Records for this task: Begin
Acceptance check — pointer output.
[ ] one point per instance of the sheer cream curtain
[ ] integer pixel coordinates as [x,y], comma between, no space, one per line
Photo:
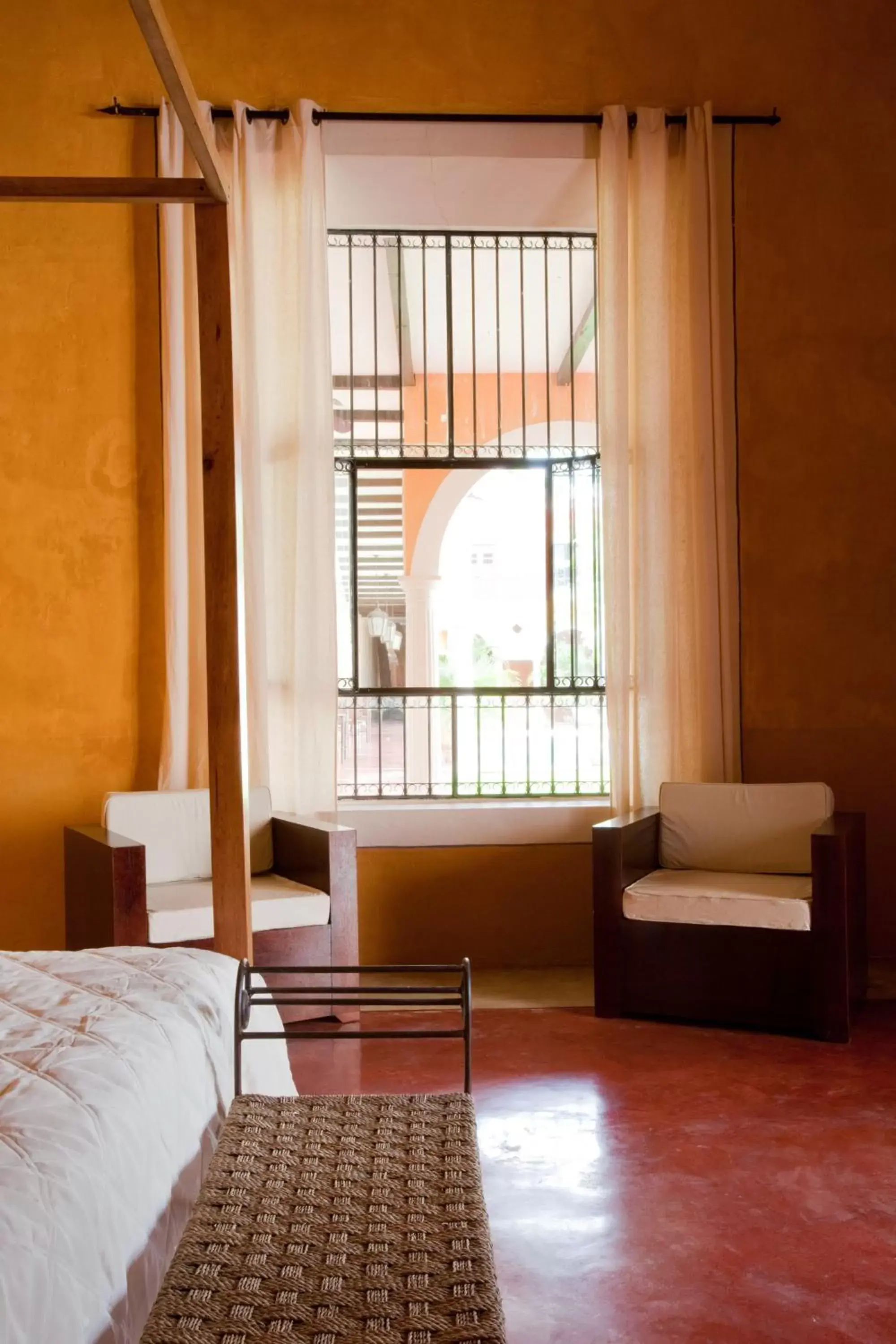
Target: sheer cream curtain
[284,426]
[668,457]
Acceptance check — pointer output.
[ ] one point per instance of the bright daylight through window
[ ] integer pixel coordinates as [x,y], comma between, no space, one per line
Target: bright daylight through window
[468,495]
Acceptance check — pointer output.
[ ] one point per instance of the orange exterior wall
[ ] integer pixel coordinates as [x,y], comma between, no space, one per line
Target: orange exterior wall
[81,658]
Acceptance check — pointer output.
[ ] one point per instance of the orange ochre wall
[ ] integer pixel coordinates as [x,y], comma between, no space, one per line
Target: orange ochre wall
[81,565]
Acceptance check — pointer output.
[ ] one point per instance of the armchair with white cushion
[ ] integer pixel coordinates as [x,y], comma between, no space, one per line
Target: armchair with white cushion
[144,878]
[732,904]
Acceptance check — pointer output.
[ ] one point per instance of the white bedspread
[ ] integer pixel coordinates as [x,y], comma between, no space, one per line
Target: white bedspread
[116,1073]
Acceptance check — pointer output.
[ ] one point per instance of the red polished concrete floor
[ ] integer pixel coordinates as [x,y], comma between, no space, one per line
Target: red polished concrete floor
[665,1185]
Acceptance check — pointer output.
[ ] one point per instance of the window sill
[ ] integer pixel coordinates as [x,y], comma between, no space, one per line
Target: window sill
[435,824]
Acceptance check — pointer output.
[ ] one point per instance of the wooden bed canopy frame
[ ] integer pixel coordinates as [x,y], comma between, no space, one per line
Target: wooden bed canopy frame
[222,486]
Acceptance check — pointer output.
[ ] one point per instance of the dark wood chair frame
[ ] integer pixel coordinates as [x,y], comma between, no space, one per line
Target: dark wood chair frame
[107,898]
[800,983]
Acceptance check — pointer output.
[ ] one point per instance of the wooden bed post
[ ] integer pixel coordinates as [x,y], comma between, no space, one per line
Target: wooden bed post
[222,495]
[225,599]
[222,513]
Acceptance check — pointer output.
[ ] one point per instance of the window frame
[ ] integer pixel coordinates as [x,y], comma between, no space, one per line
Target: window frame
[552,460]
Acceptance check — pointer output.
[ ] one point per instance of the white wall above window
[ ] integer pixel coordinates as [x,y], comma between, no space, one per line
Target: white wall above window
[432,175]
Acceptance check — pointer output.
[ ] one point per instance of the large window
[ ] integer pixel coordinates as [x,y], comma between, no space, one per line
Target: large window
[468,492]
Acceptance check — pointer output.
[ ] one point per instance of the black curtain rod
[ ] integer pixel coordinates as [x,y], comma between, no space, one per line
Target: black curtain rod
[722,119]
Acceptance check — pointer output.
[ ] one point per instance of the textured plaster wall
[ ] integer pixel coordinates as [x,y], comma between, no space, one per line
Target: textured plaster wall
[81,660]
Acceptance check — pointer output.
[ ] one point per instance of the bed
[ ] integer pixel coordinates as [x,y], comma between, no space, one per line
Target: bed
[116,1074]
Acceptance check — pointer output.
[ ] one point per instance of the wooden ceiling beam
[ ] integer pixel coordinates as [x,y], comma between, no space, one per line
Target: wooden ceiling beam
[108,190]
[166,53]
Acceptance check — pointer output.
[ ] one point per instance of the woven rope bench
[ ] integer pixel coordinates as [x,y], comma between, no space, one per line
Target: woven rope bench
[338,1221]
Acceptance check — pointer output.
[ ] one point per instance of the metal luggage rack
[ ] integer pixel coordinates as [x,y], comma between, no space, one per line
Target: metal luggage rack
[353,996]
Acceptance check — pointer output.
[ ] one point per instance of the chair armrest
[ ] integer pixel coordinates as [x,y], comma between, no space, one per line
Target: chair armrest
[626,849]
[323,855]
[839,920]
[622,850]
[105,881]
[839,875]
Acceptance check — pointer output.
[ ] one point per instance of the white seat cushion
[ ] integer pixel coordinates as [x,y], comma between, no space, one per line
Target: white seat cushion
[175,827]
[182,912]
[746,900]
[741,827]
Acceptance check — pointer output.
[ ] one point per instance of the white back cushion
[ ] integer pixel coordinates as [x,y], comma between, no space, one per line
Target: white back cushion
[741,827]
[175,828]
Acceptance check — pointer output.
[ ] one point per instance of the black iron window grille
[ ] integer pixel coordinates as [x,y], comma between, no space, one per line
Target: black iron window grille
[468,496]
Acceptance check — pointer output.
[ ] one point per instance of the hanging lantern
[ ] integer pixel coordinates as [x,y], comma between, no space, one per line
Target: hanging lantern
[377,623]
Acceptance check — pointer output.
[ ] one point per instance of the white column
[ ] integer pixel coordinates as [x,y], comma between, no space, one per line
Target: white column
[424,742]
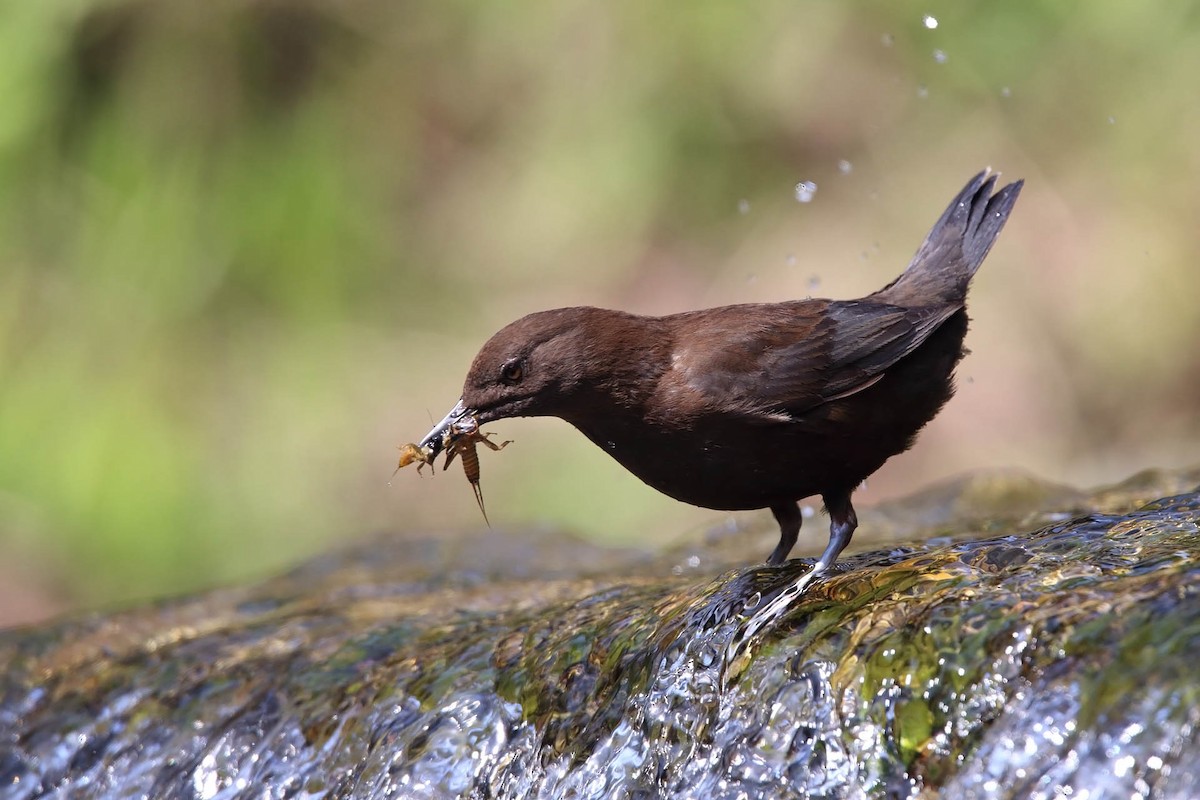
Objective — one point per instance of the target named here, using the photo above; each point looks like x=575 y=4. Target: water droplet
x=805 y=191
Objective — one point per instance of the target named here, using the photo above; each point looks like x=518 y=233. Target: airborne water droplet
x=805 y=191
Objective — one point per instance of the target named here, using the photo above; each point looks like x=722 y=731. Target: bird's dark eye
x=513 y=371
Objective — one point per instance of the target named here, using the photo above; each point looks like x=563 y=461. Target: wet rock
x=999 y=659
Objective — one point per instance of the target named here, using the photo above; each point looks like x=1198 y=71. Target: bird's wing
x=796 y=356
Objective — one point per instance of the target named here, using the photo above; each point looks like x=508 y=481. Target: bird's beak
x=436 y=438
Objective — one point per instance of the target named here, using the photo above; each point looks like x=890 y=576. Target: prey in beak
x=457 y=434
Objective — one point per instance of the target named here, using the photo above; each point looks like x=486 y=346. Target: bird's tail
x=955 y=247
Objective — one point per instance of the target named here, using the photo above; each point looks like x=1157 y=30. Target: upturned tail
x=942 y=269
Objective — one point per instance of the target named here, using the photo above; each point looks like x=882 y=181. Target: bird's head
x=532 y=367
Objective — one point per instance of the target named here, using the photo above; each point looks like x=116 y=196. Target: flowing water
x=1055 y=660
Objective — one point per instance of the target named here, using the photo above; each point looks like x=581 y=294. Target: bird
x=753 y=405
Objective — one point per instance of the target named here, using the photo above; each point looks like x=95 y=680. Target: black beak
x=436 y=438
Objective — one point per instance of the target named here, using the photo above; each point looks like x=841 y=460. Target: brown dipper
x=755 y=405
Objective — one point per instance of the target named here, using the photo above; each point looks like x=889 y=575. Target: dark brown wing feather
x=778 y=361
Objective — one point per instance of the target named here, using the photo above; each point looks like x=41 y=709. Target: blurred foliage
x=247 y=246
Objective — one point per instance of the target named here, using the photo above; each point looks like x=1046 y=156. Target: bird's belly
x=749 y=470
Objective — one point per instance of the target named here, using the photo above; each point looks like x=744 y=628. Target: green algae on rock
x=993 y=661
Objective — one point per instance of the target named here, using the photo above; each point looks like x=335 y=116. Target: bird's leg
x=843 y=522
x=789 y=517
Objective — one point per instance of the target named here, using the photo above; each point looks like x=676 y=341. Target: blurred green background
x=249 y=246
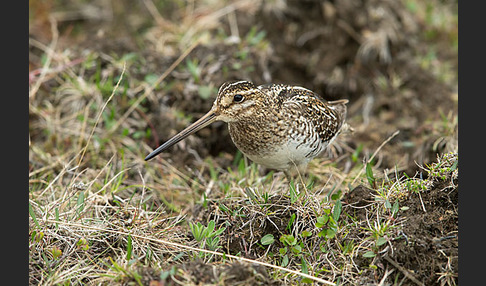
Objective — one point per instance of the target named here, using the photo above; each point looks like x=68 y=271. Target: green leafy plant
x=207 y=236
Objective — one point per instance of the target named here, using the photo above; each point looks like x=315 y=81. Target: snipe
x=281 y=127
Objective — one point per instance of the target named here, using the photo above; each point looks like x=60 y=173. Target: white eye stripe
x=231 y=85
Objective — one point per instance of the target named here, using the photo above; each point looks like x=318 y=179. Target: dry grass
x=99 y=214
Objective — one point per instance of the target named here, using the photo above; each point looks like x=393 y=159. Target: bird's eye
x=238 y=98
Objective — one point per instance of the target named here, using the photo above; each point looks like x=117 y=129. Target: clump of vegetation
x=379 y=208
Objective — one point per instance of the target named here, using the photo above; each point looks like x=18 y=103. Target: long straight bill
x=204 y=121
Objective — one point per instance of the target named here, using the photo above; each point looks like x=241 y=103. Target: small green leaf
x=285 y=260
x=32 y=214
x=380 y=241
x=321 y=221
x=330 y=233
x=369 y=254
x=306 y=233
x=267 y=239
x=337 y=210
x=129 y=247
x=369 y=175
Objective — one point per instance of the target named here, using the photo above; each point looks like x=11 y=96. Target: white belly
x=291 y=155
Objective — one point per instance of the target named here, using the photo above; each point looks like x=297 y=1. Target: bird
x=279 y=126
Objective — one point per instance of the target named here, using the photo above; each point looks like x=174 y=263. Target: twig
x=50 y=54
x=403 y=270
x=179 y=246
x=374 y=154
x=100 y=113
x=152 y=87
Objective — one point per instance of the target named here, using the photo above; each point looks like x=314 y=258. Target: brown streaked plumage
x=278 y=126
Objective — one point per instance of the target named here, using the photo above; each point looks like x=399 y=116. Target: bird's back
x=297 y=127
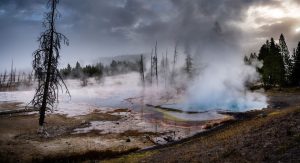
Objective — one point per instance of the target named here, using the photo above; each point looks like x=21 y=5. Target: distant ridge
x=126 y=57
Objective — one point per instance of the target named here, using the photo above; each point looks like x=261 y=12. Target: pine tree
x=296 y=67
x=45 y=64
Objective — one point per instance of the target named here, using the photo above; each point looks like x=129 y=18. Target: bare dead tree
x=142 y=70
x=151 y=67
x=155 y=61
x=174 y=64
x=45 y=62
x=4 y=77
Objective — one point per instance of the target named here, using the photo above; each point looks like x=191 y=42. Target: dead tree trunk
x=151 y=68
x=142 y=70
x=156 y=59
x=45 y=65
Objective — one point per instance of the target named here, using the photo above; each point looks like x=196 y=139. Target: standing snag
x=45 y=62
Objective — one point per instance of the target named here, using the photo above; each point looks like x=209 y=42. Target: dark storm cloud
x=110 y=27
Records for this task: End
### Work to complete
Give back only the lines from the one containing "Target: distant ridge" through the final line of the entries above, exactly as written, both included.

### Solution below
Objective — one point per instance of the target named here, using the photo above; each point looks like x=21 y=5. Target: distant ridge
x=126 y=57
Objective — one point per instance of the target named here, using the photo above; each point looks like x=261 y=12. Target: pine tree
x=296 y=67
x=45 y=64
Objective — one point per instance of the target named here, using the photo above; each point looks like x=129 y=18. Target: bare dead tree
x=142 y=70
x=151 y=67
x=155 y=61
x=174 y=64
x=45 y=62
x=4 y=77
Objective — one point per instance of the target named here, using the photo above; each point looks like x=191 y=42. Target: dead tree trunk
x=151 y=68
x=142 y=70
x=156 y=59
x=45 y=65
Objective — one point per instance of the target named here, using the photo above; each point looks like x=196 y=139. Target: standing snag
x=45 y=62
Objective — one point per instance of the target named here, using the photo above; each point looks like x=209 y=42. Target: dark storm cloud
x=110 y=27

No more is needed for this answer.